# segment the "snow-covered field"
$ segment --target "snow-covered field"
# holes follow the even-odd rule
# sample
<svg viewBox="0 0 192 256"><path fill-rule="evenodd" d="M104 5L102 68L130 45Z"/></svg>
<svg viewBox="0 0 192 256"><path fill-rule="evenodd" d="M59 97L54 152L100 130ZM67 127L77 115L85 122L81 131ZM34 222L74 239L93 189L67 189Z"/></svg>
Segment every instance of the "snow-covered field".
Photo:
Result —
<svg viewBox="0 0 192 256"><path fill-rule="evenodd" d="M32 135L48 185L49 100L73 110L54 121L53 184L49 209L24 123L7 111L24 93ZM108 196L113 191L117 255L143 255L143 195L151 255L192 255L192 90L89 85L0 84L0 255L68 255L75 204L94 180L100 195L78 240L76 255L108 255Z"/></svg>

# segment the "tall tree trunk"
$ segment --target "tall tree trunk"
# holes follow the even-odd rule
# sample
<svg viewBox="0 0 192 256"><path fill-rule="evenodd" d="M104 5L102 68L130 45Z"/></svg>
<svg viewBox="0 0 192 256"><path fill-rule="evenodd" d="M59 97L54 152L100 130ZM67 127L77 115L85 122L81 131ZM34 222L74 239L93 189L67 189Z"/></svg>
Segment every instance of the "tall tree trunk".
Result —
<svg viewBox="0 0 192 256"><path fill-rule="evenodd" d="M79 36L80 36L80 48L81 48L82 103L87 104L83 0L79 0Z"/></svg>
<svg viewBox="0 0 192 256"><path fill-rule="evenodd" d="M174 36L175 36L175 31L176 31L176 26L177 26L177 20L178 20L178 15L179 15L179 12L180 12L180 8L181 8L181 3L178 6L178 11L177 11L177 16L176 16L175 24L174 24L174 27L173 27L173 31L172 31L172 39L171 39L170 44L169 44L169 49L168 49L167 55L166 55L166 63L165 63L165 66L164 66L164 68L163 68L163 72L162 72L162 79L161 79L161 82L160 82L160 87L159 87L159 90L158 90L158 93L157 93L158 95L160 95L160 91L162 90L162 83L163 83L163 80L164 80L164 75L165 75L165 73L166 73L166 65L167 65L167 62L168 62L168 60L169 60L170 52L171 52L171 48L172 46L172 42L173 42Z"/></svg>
----------
Written instruction:
Reproduce all of the data above line for line, without any alteration.

Full response:
# segment the "snow-covered field"
$ segment --target "snow-covered field"
# holes follow the even-odd rule
# sample
<svg viewBox="0 0 192 256"><path fill-rule="evenodd" d="M104 5L102 68L130 45Z"/></svg>
<svg viewBox="0 0 192 256"><path fill-rule="evenodd" d="M59 97L54 152L100 130ZM67 127L77 115L85 122L81 131ZM34 222L74 239L93 189L67 189Z"/></svg>
Segment every instance of the "snow-covered field".
Photo:
Result —
<svg viewBox="0 0 192 256"><path fill-rule="evenodd" d="M32 135L48 185L49 100L73 110L54 121L53 184L49 209L24 123L7 111L24 93ZM108 196L113 191L117 255L143 255L143 195L151 255L192 255L192 90L89 85L0 84L0 255L68 255L75 204L94 180L100 195L78 240L76 255L108 255Z"/></svg>

# segment the "tall tree trunk"
$ segment --target "tall tree trunk"
# holes follow the even-odd rule
# sample
<svg viewBox="0 0 192 256"><path fill-rule="evenodd" d="M104 5L102 68L130 45Z"/></svg>
<svg viewBox="0 0 192 256"><path fill-rule="evenodd" d="M59 97L54 152L100 130ZM67 127L77 115L85 122L81 131ZM34 222L74 239L93 189L67 189Z"/></svg>
Segment every instance of the "tall tree trunk".
Result —
<svg viewBox="0 0 192 256"><path fill-rule="evenodd" d="M79 36L80 36L80 48L81 48L82 103L87 104L83 0L79 0Z"/></svg>
<svg viewBox="0 0 192 256"><path fill-rule="evenodd" d="M174 36L175 36L175 31L176 31L176 26L177 26L177 20L178 20L178 15L179 15L179 12L180 12L180 8L181 8L181 3L178 6L178 11L177 11L177 16L176 16L175 24L174 24L174 27L173 27L173 31L172 31L172 39L171 39L170 44L169 44L169 49L168 49L167 55L166 55L166 63L165 63L165 66L164 66L164 68L163 68L163 72L162 72L162 79L161 79L161 82L160 82L160 87L159 87L159 90L158 90L158 93L157 93L158 95L160 95L160 91L162 90L162 83L163 83L163 80L164 80L164 75L165 75L165 73L166 73L166 65L167 65L167 62L168 62L168 60L169 60L170 52L171 52L171 48L172 46L172 42L173 42Z"/></svg>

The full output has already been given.